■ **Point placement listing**
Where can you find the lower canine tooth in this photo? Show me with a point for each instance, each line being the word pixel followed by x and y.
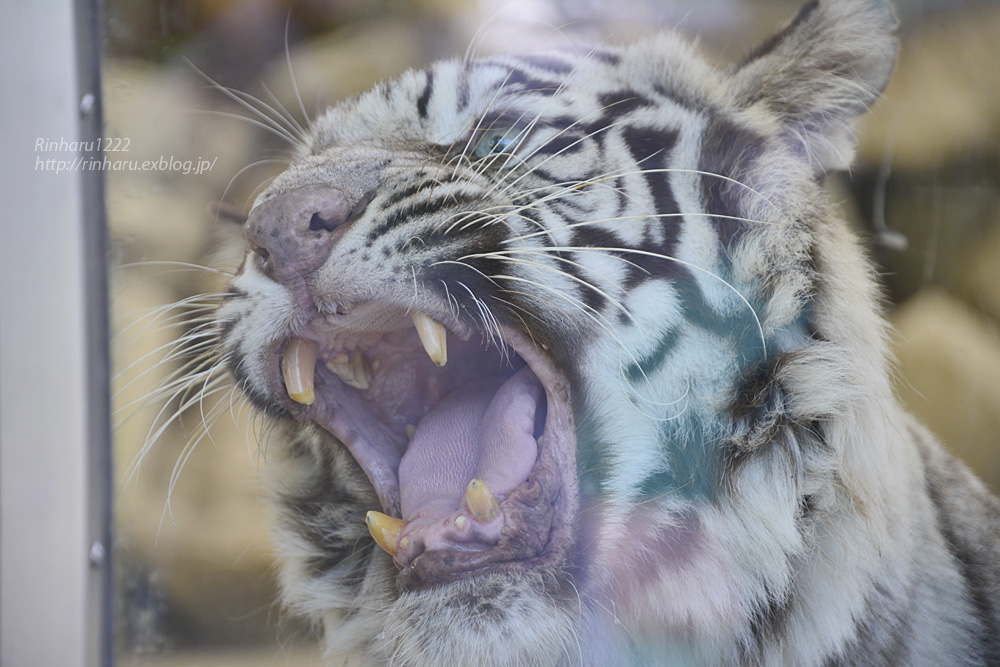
pixel 385 529
pixel 433 336
pixel 482 504
pixel 298 368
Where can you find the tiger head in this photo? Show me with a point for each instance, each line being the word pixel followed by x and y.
pixel 570 333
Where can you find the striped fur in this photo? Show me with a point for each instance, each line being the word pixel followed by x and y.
pixel 748 490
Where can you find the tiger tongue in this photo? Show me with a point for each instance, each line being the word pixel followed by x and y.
pixel 484 429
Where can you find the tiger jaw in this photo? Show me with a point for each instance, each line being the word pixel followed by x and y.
pixel 470 448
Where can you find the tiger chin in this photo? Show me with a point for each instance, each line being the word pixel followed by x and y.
pixel 574 363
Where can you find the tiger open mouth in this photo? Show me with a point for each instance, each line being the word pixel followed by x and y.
pixel 468 441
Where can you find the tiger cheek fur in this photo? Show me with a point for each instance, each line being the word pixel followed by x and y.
pixel 608 286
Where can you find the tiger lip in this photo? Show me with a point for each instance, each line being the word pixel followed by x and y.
pixel 337 373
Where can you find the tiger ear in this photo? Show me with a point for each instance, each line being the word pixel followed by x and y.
pixel 820 72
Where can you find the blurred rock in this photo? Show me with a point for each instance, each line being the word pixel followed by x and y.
pixel 943 101
pixel 949 367
pixel 980 279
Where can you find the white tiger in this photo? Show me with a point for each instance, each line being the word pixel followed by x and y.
pixel 581 338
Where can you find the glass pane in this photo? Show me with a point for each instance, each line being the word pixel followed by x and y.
pixel 200 98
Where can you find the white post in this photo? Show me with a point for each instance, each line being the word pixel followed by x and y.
pixel 54 450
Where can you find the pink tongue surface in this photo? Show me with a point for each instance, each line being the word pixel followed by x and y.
pixel 483 429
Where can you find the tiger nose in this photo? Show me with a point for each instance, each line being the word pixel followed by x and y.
pixel 294 232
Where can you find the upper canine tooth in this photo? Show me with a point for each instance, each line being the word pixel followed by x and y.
pixel 481 502
pixel 385 529
pixel 433 336
pixel 298 368
pixel 362 376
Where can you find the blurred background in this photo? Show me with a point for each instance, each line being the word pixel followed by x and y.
pixel 195 576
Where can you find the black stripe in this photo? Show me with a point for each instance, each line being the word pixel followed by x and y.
pixel 425 96
pixel 648 365
pixel 620 103
pixel 561 144
pixel 650 147
pixel 421 209
pixel 525 82
pixel 728 151
pixel 975 572
pixel 775 40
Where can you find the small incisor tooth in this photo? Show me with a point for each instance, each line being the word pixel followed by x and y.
pixel 482 504
pixel 298 368
pixel 385 529
pixel 353 370
pixel 433 336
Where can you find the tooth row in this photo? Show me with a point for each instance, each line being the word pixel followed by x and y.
pixel 298 367
pixel 479 501
pixel 433 336
pixel 352 369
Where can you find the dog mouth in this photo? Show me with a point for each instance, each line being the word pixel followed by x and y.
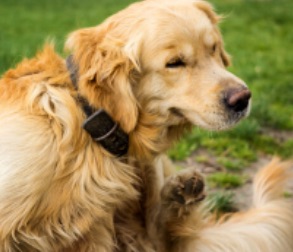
pixel 222 120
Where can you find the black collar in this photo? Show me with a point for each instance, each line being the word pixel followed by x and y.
pixel 102 128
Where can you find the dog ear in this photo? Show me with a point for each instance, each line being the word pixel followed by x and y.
pixel 105 65
pixel 225 57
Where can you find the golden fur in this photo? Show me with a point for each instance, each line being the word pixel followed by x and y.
pixel 61 191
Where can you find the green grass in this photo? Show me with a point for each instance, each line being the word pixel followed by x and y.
pixel 225 180
pixel 258 34
pixel 221 202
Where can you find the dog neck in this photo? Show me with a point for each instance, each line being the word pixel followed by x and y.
pixel 101 127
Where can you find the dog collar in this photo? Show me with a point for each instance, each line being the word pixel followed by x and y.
pixel 101 127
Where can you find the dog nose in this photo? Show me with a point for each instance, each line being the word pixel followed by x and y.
pixel 237 99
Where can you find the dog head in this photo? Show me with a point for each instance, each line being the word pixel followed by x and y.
pixel 164 58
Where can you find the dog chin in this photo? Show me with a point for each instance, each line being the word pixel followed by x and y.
pixel 213 123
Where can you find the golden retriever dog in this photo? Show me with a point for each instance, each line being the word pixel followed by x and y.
pixel 82 140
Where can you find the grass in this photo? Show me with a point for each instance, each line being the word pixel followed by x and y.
pixel 257 34
pixel 225 180
pixel 221 202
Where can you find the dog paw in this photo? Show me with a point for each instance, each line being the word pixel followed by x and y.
pixel 185 188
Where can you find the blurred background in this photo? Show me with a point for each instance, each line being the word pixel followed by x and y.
pixel 258 35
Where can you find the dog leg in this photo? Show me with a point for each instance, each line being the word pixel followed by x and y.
pixel 179 200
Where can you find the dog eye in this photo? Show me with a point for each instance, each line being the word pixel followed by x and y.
pixel 175 63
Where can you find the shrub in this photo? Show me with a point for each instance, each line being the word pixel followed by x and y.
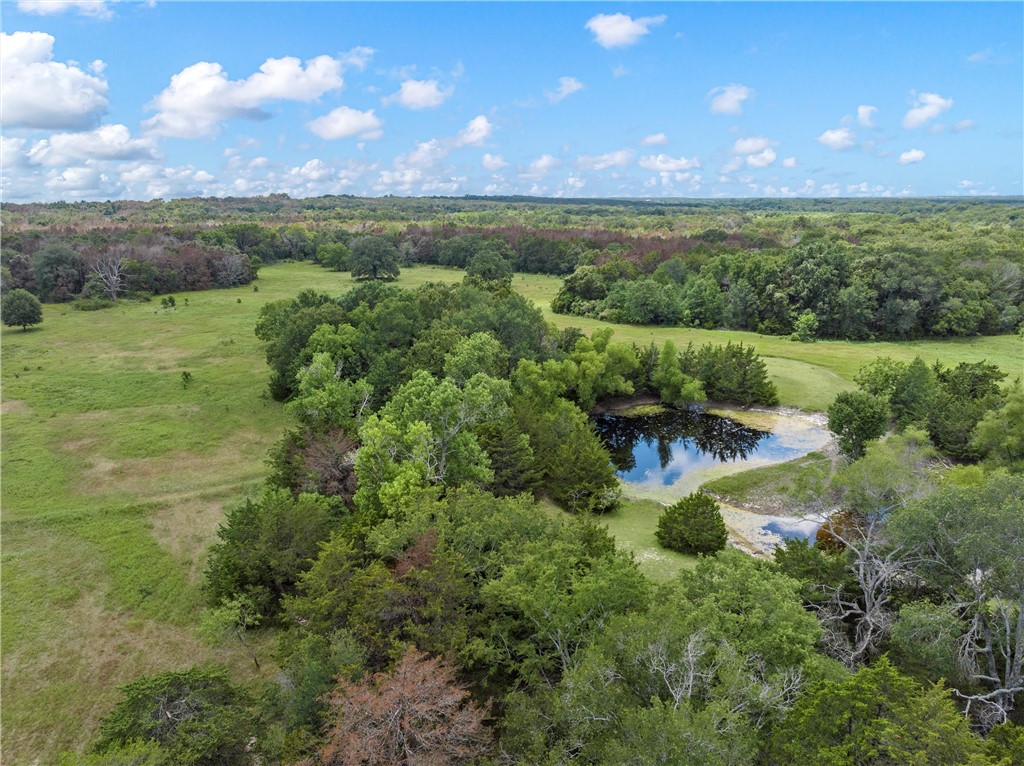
pixel 20 308
pixel 197 716
pixel 693 525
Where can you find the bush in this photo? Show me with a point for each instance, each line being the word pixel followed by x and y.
pixel 856 418
pixel 196 716
pixel 91 304
pixel 692 525
pixel 20 308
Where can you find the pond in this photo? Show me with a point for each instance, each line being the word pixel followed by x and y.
pixel 667 454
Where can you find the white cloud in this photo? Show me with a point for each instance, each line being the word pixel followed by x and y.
pixel 751 145
pixel 475 133
pixel 541 167
pixel 619 30
pixel 94 8
pixel 865 115
pixel 420 94
pixel 914 155
pixel 357 57
pixel 656 139
pixel 201 96
pixel 926 108
pixel 39 92
pixel 619 159
pixel 838 138
pixel 345 122
pixel 566 86
pixel 103 143
pixel 493 162
pixel 728 99
pixel 666 164
pixel 762 159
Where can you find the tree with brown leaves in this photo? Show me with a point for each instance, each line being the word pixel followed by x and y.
pixel 416 715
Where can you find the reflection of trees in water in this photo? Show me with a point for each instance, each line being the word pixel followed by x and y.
pixel 723 438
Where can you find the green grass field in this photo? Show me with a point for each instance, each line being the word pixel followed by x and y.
pixel 115 478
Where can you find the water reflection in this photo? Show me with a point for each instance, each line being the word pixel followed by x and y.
pixel 662 448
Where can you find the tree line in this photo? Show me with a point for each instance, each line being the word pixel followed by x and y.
pixel 399 554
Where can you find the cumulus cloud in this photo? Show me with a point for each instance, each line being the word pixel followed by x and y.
pixel 493 162
pixel 865 115
pixel 667 164
pixel 420 94
pixel 619 30
pixel 94 8
pixel 39 92
pixel 751 145
pixel 914 155
pixel 619 159
pixel 357 57
pixel 104 143
pixel 926 108
pixel 728 99
pixel 201 96
pixel 838 138
pixel 541 167
pixel 345 122
pixel 761 159
pixel 656 139
pixel 566 87
pixel 475 133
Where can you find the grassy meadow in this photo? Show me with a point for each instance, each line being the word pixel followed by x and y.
pixel 116 475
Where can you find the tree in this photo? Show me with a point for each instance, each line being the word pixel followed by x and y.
pixel 197 716
pixel 878 717
pixel 110 271
pixel 675 387
pixel 805 328
pixel 488 267
pixel 334 256
pixel 693 524
pixel 971 544
pixel 856 418
pixel 20 308
pixel 999 435
pixel 264 546
pixel 373 258
pixel 416 714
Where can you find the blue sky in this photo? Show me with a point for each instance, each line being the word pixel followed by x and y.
pixel 141 100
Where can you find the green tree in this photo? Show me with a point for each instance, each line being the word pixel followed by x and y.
pixel 693 524
pixel 675 387
pixel 264 545
pixel 857 418
pixel 373 258
pixel 197 716
pixel 954 530
pixel 334 256
pixel 878 717
pixel 489 269
pixel 20 308
pixel 999 435
pixel 805 328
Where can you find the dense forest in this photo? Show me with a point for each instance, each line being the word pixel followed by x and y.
pixel 425 564
pixel 853 269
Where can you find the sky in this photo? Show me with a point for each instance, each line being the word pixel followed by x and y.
pixel 140 100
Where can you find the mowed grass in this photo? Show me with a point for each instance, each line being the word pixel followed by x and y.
pixel 116 476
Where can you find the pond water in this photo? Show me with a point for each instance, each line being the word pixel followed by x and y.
pixel 666 455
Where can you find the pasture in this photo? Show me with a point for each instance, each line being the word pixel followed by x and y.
pixel 116 475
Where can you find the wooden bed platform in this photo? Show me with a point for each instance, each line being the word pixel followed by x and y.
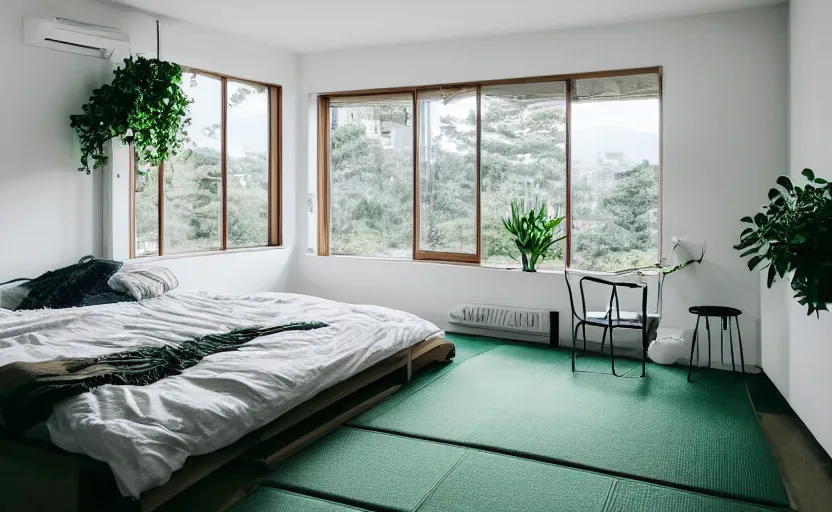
pixel 40 476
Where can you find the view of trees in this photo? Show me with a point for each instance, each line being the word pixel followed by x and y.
pixel 193 179
pixel 523 156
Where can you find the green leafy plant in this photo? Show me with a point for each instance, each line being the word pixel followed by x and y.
pixel 793 235
pixel 533 231
pixel 144 97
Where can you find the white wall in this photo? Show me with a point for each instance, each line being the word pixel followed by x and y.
pixel 810 338
pixel 52 214
pixel 725 140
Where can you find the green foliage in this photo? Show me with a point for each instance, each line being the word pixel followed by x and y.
pixel 533 232
pixel 793 234
pixel 144 97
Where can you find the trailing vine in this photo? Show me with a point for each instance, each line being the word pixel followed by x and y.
pixel 144 97
pixel 793 236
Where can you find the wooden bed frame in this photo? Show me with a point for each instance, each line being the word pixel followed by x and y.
pixel 40 476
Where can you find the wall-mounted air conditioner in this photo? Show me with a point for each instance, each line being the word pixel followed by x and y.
pixel 76 37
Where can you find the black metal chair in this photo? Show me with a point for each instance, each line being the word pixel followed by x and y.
pixel 611 319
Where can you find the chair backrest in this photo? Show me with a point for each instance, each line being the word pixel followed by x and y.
pixel 616 283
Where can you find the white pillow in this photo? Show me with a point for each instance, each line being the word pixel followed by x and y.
pixel 11 295
pixel 143 282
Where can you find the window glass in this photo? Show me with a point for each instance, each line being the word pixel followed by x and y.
pixel 248 165
pixel 448 170
pixel 371 173
pixel 193 178
pixel 615 173
pixel 523 157
pixel 147 211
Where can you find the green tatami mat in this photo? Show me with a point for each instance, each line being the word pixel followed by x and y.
pixel 524 400
pixel 388 472
pixel 371 469
pixel 466 348
pixel 265 499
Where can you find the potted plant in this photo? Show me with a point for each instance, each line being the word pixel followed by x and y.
pixel 793 236
pixel 143 101
pixel 533 231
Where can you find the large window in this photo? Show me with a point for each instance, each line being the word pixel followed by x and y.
pixel 222 190
pixel 587 146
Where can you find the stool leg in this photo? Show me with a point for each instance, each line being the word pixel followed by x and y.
pixel 692 346
pixel 584 332
pixel 739 337
pixel 708 328
pixel 731 337
pixel 574 342
pixel 612 354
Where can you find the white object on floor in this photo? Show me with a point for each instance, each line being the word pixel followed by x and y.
pixel 501 318
pixel 145 433
pixel 669 347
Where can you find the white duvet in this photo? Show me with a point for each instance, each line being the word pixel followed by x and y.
pixel 145 433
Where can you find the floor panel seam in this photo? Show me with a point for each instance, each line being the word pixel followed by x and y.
pixel 613 485
pixel 420 388
pixel 436 486
pixel 577 466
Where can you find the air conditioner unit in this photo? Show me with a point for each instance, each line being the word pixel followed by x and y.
pixel 76 37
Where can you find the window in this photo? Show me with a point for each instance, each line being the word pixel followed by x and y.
pixel 222 190
pixel 372 176
pixel 523 157
pixel 447 170
pixel 587 146
pixel 615 172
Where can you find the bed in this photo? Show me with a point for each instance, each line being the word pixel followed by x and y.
pixel 230 401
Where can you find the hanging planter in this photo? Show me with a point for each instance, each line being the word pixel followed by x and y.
pixel 144 98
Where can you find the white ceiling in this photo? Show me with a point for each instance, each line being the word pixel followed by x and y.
pixel 305 26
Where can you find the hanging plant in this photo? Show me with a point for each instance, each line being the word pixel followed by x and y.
pixel 793 235
pixel 144 97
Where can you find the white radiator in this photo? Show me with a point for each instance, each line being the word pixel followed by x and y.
pixel 501 318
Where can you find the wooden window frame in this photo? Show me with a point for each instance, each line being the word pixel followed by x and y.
pixel 324 182
pixel 275 168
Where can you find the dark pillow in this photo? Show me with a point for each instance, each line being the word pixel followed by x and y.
pixel 70 286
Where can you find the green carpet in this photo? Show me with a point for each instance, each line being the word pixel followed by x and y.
pixel 265 499
pixel 524 400
pixel 388 472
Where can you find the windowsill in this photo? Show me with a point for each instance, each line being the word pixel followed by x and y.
pixel 490 266
pixel 202 254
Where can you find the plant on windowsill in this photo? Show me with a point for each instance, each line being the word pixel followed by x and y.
pixel 144 99
pixel 793 235
pixel 533 231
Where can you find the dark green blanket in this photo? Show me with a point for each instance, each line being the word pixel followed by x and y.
pixel 82 284
pixel 29 390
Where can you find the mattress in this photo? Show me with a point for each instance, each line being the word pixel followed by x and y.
pixel 145 433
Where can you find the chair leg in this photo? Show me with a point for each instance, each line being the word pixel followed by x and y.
pixel 612 355
pixel 692 346
pixel 644 353
pixel 739 337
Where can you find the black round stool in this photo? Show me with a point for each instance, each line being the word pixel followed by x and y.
pixel 725 314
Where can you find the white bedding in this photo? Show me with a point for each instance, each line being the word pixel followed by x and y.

■ **To be done**
Reproduce verbatim the lines of the listing beginning with the line containing "Where can you find the sky" and ending with the line containing "pixel 116 476", both included.

■ **Answer in full**
Where can you find the sky in this photo? Show me with a point for each instance, each line being the word pixel followed by x and y.
pixel 140 100
Where can you find the mowed grass in this photo? Show me with a point for each instance, each line being the word pixel followed by x and y.
pixel 116 476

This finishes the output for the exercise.